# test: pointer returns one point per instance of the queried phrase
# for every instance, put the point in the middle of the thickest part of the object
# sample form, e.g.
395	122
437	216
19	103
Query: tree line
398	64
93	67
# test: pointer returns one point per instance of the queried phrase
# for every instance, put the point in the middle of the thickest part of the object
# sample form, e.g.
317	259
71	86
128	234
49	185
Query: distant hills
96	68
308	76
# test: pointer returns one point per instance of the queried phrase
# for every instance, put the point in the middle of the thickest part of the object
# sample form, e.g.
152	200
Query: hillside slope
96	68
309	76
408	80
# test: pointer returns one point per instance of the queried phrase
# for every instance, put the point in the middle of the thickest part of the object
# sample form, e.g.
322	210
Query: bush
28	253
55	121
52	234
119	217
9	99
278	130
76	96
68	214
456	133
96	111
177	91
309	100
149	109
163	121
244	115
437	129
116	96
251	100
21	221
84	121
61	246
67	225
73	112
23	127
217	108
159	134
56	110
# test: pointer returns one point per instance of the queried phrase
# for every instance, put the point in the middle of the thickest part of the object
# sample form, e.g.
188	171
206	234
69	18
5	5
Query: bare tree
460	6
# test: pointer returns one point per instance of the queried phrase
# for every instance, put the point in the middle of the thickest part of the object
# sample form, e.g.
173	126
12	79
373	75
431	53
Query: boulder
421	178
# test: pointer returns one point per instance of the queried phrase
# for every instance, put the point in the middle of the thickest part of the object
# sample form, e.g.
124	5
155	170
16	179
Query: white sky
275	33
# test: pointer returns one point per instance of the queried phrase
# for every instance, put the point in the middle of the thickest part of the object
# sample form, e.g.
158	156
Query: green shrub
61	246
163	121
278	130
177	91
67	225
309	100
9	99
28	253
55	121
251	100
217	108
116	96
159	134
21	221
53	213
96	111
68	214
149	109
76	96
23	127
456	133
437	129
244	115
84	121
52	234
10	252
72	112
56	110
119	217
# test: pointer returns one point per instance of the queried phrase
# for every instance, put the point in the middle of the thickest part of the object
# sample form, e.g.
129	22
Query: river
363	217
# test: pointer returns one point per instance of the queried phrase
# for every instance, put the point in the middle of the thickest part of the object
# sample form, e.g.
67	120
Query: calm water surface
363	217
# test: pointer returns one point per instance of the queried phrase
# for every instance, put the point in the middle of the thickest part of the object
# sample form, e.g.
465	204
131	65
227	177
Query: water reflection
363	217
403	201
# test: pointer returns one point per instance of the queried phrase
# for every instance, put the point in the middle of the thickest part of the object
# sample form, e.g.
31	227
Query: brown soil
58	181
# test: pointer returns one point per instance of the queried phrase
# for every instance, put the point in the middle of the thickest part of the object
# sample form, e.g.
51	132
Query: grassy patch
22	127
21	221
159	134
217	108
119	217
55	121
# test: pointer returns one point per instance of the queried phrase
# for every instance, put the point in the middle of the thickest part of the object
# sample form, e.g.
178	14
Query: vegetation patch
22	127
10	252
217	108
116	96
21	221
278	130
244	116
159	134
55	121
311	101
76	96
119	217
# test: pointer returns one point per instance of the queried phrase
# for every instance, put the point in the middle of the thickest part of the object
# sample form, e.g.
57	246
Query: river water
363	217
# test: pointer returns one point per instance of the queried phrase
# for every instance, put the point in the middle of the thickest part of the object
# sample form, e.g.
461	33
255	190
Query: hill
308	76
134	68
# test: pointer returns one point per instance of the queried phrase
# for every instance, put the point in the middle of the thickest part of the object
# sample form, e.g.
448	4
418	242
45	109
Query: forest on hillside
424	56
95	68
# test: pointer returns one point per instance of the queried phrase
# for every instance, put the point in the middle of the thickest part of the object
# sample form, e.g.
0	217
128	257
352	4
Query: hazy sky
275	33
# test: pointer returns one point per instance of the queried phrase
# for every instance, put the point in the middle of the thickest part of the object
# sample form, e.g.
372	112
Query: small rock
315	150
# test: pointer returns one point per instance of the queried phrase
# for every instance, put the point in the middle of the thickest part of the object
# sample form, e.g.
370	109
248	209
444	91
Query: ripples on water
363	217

_ _ _ _

*Exercise directions*: Word for word, return each of the entries.

*Output of the task*:
# test: pointer returns one point per instance of the queried phrase
# for every instance, put the point in the middle of the thickest part of the object
# sample form, e.g.
395	122
437	216
19	103
Query: tree line
398	64
93	67
# test: pointer returns one point per instance of the queried phrase
# for every instance, put the point in the middle of the thickest part of the object
# sample form, e.g.
317	259
71	86
128	234
49	185
Query: distant hills
96	68
308	76
# test: pointer returns one point per instance of the queried phrase
# for every instance, put the point in the middle of the thickest part of the object
# sample form, e.g.
152	200
Query: hillside slope
96	68
309	76
408	80
# test: pointer returns one point per instance of the queried phrase
# for every instance, put the point in the middle of the thickest part of the object
# sample form, e.g.
322	210
Query: bush
28	253
55	121
52	234
119	217
9	99
278	130
76	96
68	214
456	133
96	111
177	91
309	100
149	109
163	121
244	115
437	129
116	96
251	100
21	221
84	121
61	246
67	225
73	112
23	127
217	108
159	134
56	110
# test: pointer returns one point per instance of the queried phrase
# for every instance, put the point in the middle of the thickest part of the object
# sample form, e.g.
188	171
206	234
69	18
5	5
Query: bare tree
460	6
# test: pointer returns one point per instance of the queried phrase
# for every instance, put the point in the middle of the thickest part of the object
# sample form, e.g.
173	126
12	79
373	75
431	53
Query: boulder
421	178
# test: pointer returns one point per instance of the queried phrase
# for every instance, put the point in the middle of the thickest part of the object
# sample form, e.g.
124	5
155	170
16	179
Query: white sky
275	33
# test: pointer returns one point per instance of the queried phrase
# for every instance, put the point in the middle of the thickest part of the object
# sample form, e.g.
158	156
Query: green shrub
61	246
163	121
278	130
177	91
67	225
309	100
9	99
28	253
55	121
251	100
217	108
116	96
159	134
21	221
53	213
96	111
68	214
149	109
76	96
23	127
456	133
437	129
244	115
84	121
52	234
10	252
72	112
56	110
119	217
# test: pointer returns one point per instance of the queried phrase
# for every instance, put the point in the middle of the thickest part of the object
# sample form, e.g.
129	22
Query: river
363	217
# test: pointer returns one point per instance of the queried phrase
# for every instance, put the point in the middle of the thickest part of the object
# sample form, e.g.
67	120
Query: calm water surface
363	217
# test: pointer returns one point per instance of the queried phrase
# for every instance, put the point in the middle of the thickest part of the object
# sample form, e.g.
465	204
131	65
227	177
Query: water reflection
363	217
403	201
# test: pointer returns one point per instance of the queried phrase
# for every instance, put the point in the middle of the thickest part of the object
# sample form, e.g.
31	227
Query: brown soil
58	181
# test: pointer returns one point per instance of the queried phrase
# for every instance, put the point in the middle of the thickest part of the object
# sample form, e.g.
51	132
Query: grassy patch
22	127
21	221
159	134
217	108
119	217
55	121
# test: pointer returns one point per instance of the queried phrase
# for every instance, put the point in the middle of the thickest part of the object
# sample form, e.g.
178	14
Query: vegetation patch
22	127
10	252
217	108
116	96
21	221
278	130
244	116
159	134
55	121
311	101
76	96
119	217
# test: pointer returns one point per instance of the queried phrase
# for every instance, put the point in the middle of the thickest part of the object
# sample form, e.g.
57	246
Query: river water
363	217
# test: pointer returns one point per instance of the queried phrase
# for every instance, put the point in the middle of the thickest part of the object
# sample form, e.g.
461	33
255	190
Query: hill
308	76
134	68
# test: pointer returns one point per instance of the queried phrase
# for every instance, put the point in the middle of the thickest part of the object
# sample form, e.g.
448	4
418	242
45	109
Query: forest on hillside
424	56
95	68
# test: pointer returns one point per instance of the queried phrase
# for every instance, put the point in the middle of the thickest part of the object
# sample form, e.g.
0	217
128	257
352	4
Query: hazy sky
275	33
# test: pointer returns one point per instance of the queried phrase
# for every instance, put the point in the middle of the thickest part of the object
# sample form, e.g.
372	112
Query: small rock
315	150
# test: pointer returns one point per instance of the queried phrase
# for every instance, put the point in the middle of the thickest part of the object
# sample form, e.g.
370	109
248	209
444	91
Query: ripples on water
363	217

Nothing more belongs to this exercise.